**Goal of the exercise**
Locate every line in the records that contains the word "roof", and copy each one. Case counts.

Coordinate annotation records
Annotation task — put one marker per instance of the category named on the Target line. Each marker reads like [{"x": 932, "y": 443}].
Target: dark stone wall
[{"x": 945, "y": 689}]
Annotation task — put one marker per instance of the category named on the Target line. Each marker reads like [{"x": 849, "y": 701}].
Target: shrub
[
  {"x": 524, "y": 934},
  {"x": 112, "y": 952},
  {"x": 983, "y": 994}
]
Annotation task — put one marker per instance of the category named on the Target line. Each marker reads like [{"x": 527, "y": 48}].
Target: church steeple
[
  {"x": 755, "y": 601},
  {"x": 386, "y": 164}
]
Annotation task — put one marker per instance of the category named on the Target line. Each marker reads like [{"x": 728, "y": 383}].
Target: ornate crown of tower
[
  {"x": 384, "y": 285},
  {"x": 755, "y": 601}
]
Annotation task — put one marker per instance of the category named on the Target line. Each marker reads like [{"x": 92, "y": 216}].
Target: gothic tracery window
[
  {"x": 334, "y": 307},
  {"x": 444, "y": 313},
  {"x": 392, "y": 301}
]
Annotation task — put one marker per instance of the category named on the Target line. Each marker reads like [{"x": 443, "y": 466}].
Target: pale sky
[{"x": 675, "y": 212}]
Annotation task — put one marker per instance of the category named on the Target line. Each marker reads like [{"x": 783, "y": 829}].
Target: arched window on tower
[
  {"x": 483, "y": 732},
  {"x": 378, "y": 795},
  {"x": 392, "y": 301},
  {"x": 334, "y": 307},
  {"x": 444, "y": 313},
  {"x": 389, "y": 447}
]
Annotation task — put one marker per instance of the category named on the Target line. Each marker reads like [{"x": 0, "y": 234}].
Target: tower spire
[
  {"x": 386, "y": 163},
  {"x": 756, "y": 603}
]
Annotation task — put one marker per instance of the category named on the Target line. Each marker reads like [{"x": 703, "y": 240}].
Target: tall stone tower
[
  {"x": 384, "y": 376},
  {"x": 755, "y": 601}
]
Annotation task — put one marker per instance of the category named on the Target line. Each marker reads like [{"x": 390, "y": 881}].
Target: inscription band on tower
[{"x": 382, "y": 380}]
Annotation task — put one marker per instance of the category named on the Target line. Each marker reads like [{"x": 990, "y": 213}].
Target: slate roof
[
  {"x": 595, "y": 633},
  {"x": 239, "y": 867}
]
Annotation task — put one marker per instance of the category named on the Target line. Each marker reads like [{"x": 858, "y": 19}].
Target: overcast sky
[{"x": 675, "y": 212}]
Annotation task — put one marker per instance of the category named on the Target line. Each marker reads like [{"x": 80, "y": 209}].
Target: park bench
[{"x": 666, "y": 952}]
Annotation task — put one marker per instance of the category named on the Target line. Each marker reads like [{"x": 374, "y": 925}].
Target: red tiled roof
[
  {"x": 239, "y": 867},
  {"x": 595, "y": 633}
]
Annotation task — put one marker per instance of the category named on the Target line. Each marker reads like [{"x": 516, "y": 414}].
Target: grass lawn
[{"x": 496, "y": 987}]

**Output**
Target: slate roof
Target: red tiled roof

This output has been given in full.